» Set exercise: Count the lines in the material below that contain the string "pointer", treating uppercase and lowercase letters as distinct. Reply with the number alone.

» Data for this exercise:
....................

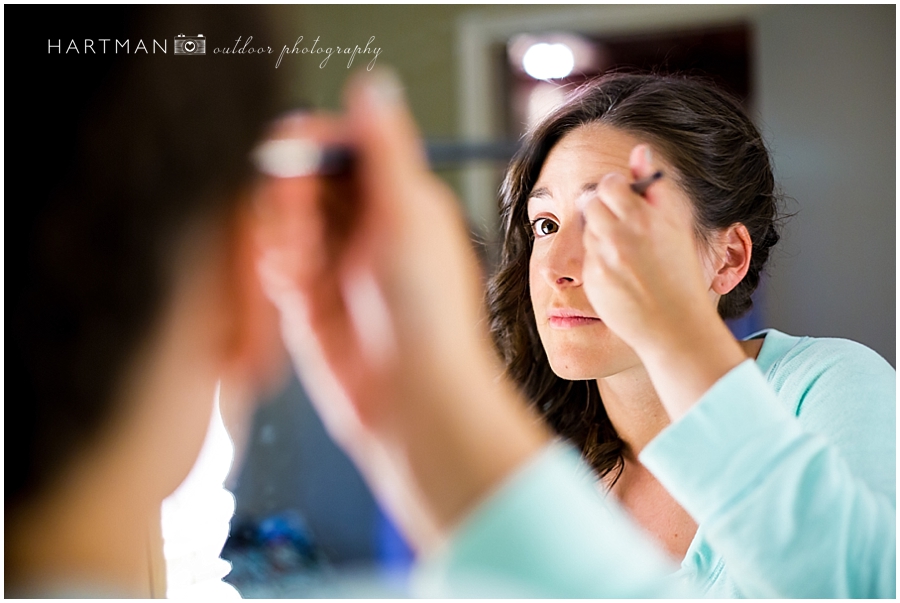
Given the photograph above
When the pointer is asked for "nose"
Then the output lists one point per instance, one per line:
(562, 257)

....................

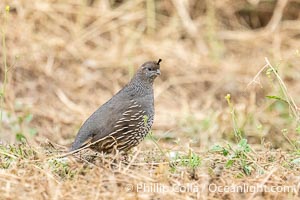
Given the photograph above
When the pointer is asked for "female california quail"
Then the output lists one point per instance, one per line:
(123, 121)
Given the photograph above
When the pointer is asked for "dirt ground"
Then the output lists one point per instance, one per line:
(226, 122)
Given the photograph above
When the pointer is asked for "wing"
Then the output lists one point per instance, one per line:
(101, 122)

....................

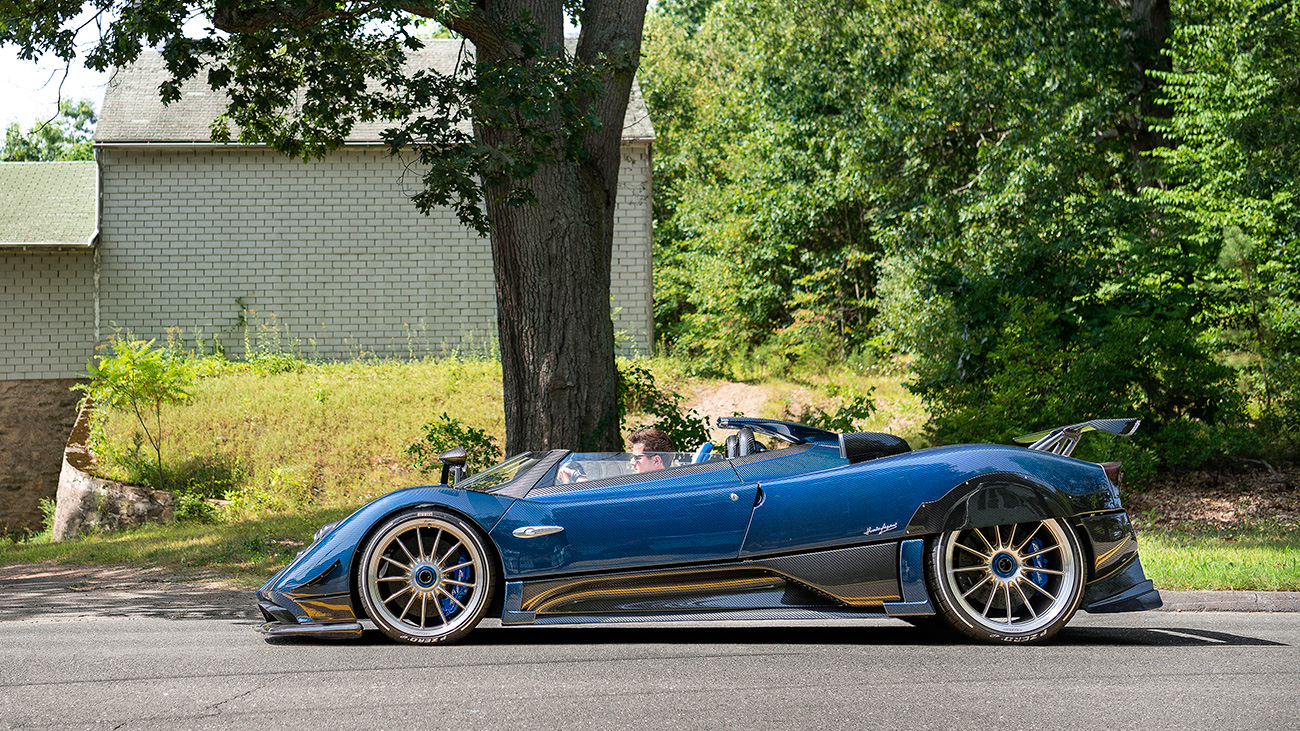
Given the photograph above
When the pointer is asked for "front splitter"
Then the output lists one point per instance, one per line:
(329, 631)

....................

» Solution for this task: 5